» Input records
--- start ---

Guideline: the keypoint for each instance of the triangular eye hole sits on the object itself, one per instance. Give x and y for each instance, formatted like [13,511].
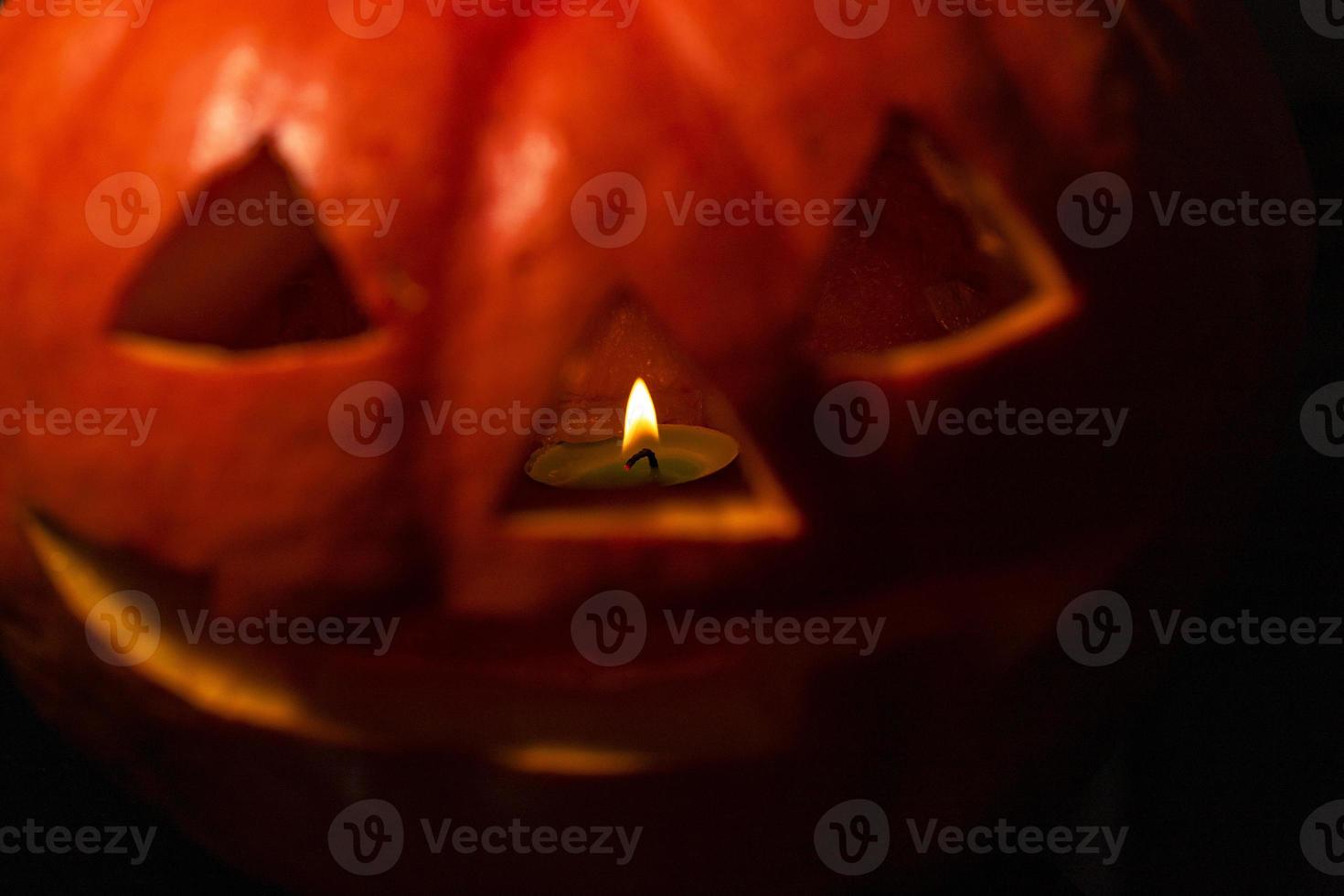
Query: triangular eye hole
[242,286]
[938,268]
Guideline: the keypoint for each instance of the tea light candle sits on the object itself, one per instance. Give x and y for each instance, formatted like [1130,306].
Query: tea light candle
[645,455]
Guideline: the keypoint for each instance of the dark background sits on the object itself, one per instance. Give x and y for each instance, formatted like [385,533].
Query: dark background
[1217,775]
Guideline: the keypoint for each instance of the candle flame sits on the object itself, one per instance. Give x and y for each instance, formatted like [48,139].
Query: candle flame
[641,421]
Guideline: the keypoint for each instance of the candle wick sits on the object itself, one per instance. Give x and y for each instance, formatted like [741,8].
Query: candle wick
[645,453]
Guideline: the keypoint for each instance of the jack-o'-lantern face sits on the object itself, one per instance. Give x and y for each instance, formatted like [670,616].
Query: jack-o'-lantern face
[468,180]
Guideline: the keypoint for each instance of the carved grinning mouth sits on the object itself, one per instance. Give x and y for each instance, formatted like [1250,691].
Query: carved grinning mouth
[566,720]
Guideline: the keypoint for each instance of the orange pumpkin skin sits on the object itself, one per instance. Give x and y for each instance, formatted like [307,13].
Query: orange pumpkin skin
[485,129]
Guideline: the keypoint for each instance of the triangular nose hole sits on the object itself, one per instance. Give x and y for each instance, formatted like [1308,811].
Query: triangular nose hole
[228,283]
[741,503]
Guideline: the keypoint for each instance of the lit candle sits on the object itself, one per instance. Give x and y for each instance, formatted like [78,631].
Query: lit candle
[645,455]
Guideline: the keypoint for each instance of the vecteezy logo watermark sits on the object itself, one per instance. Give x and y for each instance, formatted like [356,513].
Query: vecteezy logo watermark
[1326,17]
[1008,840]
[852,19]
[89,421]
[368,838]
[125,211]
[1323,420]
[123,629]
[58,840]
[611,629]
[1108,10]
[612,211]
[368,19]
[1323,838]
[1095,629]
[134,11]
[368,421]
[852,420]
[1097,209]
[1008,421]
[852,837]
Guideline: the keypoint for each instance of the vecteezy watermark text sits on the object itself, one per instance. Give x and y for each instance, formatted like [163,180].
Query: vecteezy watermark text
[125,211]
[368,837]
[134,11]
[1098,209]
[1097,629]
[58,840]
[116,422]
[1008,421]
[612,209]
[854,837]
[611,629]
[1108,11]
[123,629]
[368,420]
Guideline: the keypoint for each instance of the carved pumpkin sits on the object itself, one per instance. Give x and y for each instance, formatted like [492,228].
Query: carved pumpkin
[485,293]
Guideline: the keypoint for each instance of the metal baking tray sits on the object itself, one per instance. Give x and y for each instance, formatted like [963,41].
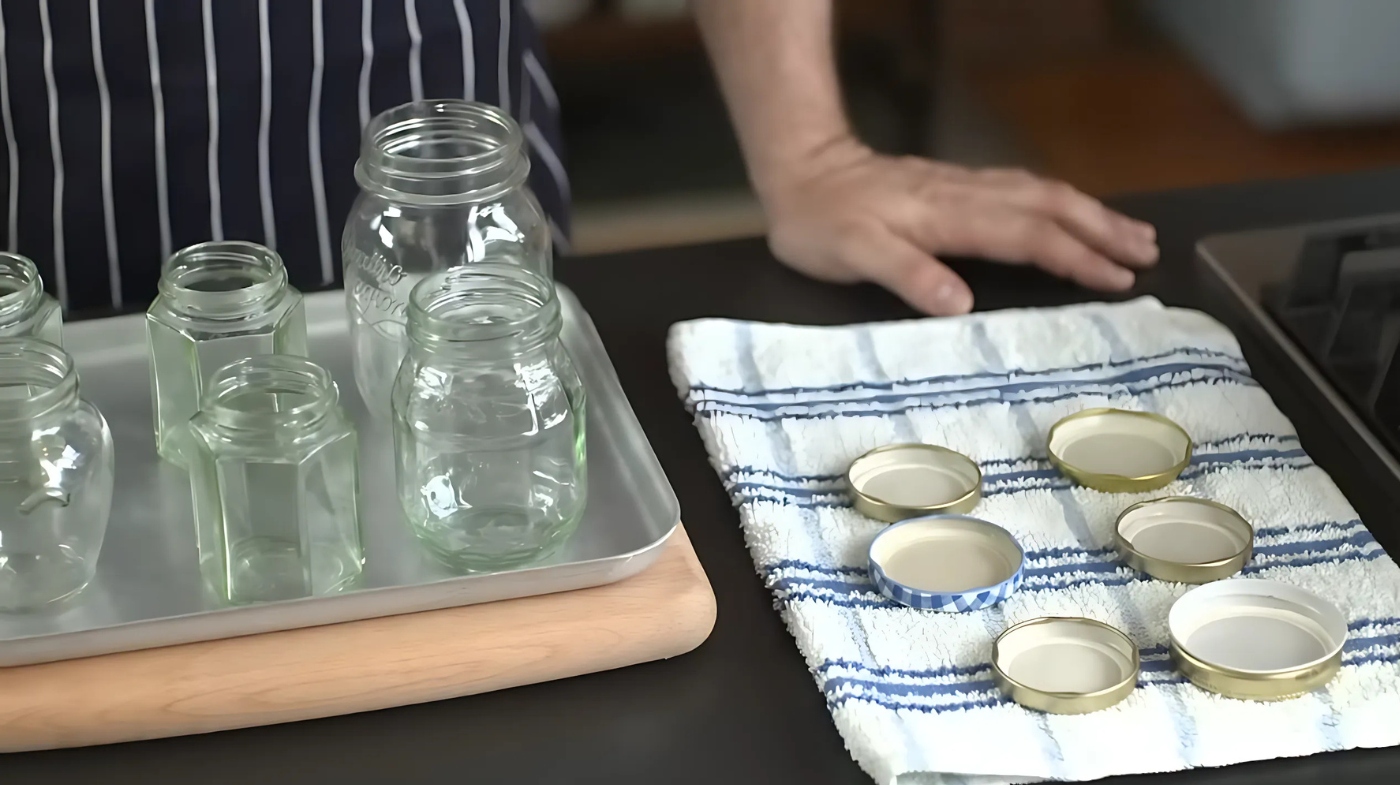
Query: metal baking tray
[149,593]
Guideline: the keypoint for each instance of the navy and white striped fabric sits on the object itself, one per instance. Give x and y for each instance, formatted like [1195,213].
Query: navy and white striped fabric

--- end ---

» What is required
Render every line of the data above as a JSON list of strings, one string per line, with blank lines dropped and the pictures left out.

» Exercise solution
[
  "Guideline: the keypoint for each instance of the triangular eye hole sits on the object itself, one per instance. Give x and y for each instance, formatted like [13,511].",
  "Query: triangular eye hole",
  "[242,286]",
  "[938,268]",
  "Guideline: the keypoint for each instance of the tea light candle sits on the object itself, one per instance. Give x and y for each instance, formatted like [1130,306].",
  "Query: tea light candle",
  "[645,455]",
  "Guideline: the keypoint for each instance of the dark background sits on the object itself, one per instance. Give x and y for each instance, formatted like [385,533].",
  "Query: dark background",
  "[1217,775]",
  "Guideline: the keypoint for each instance of the candle flame sits on the object itself, one per instance. Give x and y for each instance, formatted like [48,139].",
  "Query: candle flame",
  "[641,421]",
  "Guideline: the keypoint for each instance of the candle wick sits on the object itself, one per instance. Give x and y for each instance, formatted like [741,8].",
  "Query: candle wick",
  "[645,453]",
  "Guideline: the keypoint for each instance of the jack-o'-lantern face sits on the object itself, one per instance. Give x and y for each instance, formatted like [670,616].",
  "Query: jack-o'-lantern face",
  "[468,180]",
  "Guideline: the keypoint for each instance of the carved grinning mouth sits on the object itself, one per instance. Give x and y for each instance, formatted like [1250,691].",
  "Query: carved grinning mouth",
  "[566,720]",
  "Guideline: the keypoint for each instance of the orange pumpkin skin sits on the object itself, one per instance. Give x and y for each instance, formatted like [307,13].",
  "Query: orange pumpkin skin",
  "[485,129]",
  "Guideline: the keypoint for each instance of the triangular nose hole sits on the object itself, one per instance. Give x and y for each instance, formatted like [1308,811].",
  "Query: triangular nose hole",
  "[228,283]",
  "[741,503]",
  "Guideline: the keypoint for each instance of the lit candle sits on the object itself, one per instance. Give x and y for each instance, formatted like [78,631].",
  "Query: lit candle",
  "[645,455]",
  "Guideline: the keypoint for each instance of the vecteezy logo watermark sits on the object itself, one per instance. Give x and y for each instance, formatted like [356,513].",
  "Query: vecteezy logo watermark",
  "[1326,17]",
  "[1008,840]",
  "[852,19]",
  "[89,421]",
  "[368,838]",
  "[125,211]",
  "[1323,420]",
  "[123,629]",
  "[58,840]",
  "[611,629]",
  "[1108,10]",
  "[612,211]",
  "[368,19]",
  "[1323,838]",
  "[1095,629]",
  "[134,11]",
  "[368,421]",
  "[852,420]",
  "[1097,209]",
  "[1008,421]",
  "[852,837]",
  "Guideline: the keypoint for each instance of the vecteezy watermark text sits on the object itself, one per instance. Give x and y for each instance, formatted like [163,180].",
  "Query: vecteezy watermark text",
  "[125,211]",
  "[368,837]",
  "[134,11]",
  "[1098,209]",
  "[1097,629]",
  "[58,840]",
  "[116,422]",
  "[1008,421]",
  "[612,209]",
  "[854,837]",
  "[611,629]",
  "[1108,11]",
  "[123,629]",
  "[368,420]",
  "Guideline: the keypoint for each instance of the carved pumpkin sits on the object itself, one per instance. Give x and y for each instance, formatted like [492,228].",
  "Query: carved pumpkin",
  "[485,293]",
  "Guideline: the keypoint for each instance of the metal baking tray sits on the object itself, one per instance. Give x and y for each instance, formatted like [963,41].",
  "Query: metal baking tray",
  "[149,593]",
  "Guideline: the keypoint for each instance of the navy and white striped fabric sits on the object itself, one per instance. Give x and y for each instance, formatted like [1195,213].",
  "Query: navy and white striped fabric"
]